BEGIN TEXT EXCERPT

Skip to content

Latest commit

 

History

History
428 lines (327 loc) · 14 KB

File metadata and controls

428 lines (327 loc) · 14 KB

Pithos File Format Specification

Version: 1.0 Status: Draft Date: September 2025 Purpose: Next-generation file format for scientific data management, optimized for object storage with built-in deduplication, encryption, and metadata support

1. Introduction

This document specifies the Pithos file format using the key words "MUST", "MUST NOT", "REQUIRED", "SHALL", "SHALL NOT", "SHOULD", "SHOULD NOT", "RECOMMENDED", "MAY", and "OPTIONAL" as described in RFC 2119.

Pithos is an append-only archive format designed for efficient storage and sharing of scientific data. It combines content-defined deduplication, convergent encryption, and flexible metadata support in a privacy-preserving architecture optimized for object storage systems.

The code examples in this document are only intended to illustrate the architecture. Optimized implementations of the individual structures may of course differ.

2. Core Design Principles

  1. Append-only architecture: New data and metadata MUST be appended, never modifying existing content
  2. Content-addressed storage: All blocks MUST be identified by Blake3 hashes enabling deduplication
  3. Privacy-preserving sharing: Users MUST NOT be able to see who else has access to files
  4. Flexible metadata: Metadata MUST be stored as regular files with special type markers
  5. Progressive enhancement: Implementations MUST support the base format and MAY support optional features
  6. Emergency recovery: Block markers MUST enable reconstruction even with corrupted directories
  7. Hierarchical organization: Files use full paths from archive root; directories MUST be declared before their contents

3. File Structure

A Pithos file MUST have the following structure:

[FileHeader]      // REQUIRED: Format identifier and version
[Block Data...]   // Zero or more data blocks with headers
[Directory]       // REQUIRED: Can repeat (append-only)
[Block Data...]   // Zero or more additional blocks
[Directory]       // REQUIRED: File MUST end with directory

4. Core Data Structures

4.1 File Header

Every Pithos file MUST begin with a FileHeader:

/// File header - appears once at the beginning of every Pithos file
#[derive(Debug, Clone, PartialEq, Eq)]
pub struct FileHeader {
    pub magic: [u8; 4],    // MUST be b"PITH"
    pub version: u16,      // Format version (e.g., 0x0100 for 1.0)
}

4.2 Block Storage

4.2.1 Block Header

Each block MUST be preceded by a minimal header for emergency scanning:

/// Minimal block header - just for emergency scanning
#[derive(Debug, Clone, PartialEq, Eq)]
pub struct BlockHeader {
    pub marker: [u8; 4],   // MUST be b"BLCK"

END TEXT EXCERPT
BEGIN RECORDED DATA

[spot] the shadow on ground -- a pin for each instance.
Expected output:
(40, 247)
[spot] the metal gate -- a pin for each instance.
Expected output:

END RECORDED DATA

EXERCISE INSTRUCTIONS –
a) Rename "FileHeader" to "PithosHeader" throughout the passage of the Pithos specification between "4.1 File Header" and "0x0100 for 1.0)", inclusive, and give that passage again.
b) Decide whether each statement agrees with the Pithos specification, answering yes or no and quoting the deciding words:
(i) A Pithos file must end with a directory.
(ii) Users are able to see who else has access to files.
(iii) Blocks are identified by SHA-256 hashes.
c) Using the Pithos specification, answer these questions:
(i) Which RFC describes the key words used in the document?
(ii) What value must the magic field of the file header hold?
(iii) What value must the marker field of a block header hold?
Rely solely on the Pithos specification when responding.

ANSWER LIST –
a)
4.1 File Header

Every Pithos file MUST begin with a PithosHeader:

/// File header - appears once at the beginning of every Pithos file
#[derive(Debug, Clone, PartialEq, Eq)]
pub struct PithosHeader {
    pub magic: [u8; 4],    // MUST be b"PITH"
    pub version: u16,      // Format version (e.g., 0x0100 for 1.0)

b)
(i) Yes: "File MUST end with directory"
(ii) No: "Users MUST NOT be able to see who else has access to files"
(iii) No: "All blocks MUST be identified by Blake3 hashes enabling deduplication"

c)
(i) RFC 2119
(ii) b"PITH"
(iii) b"BLCK"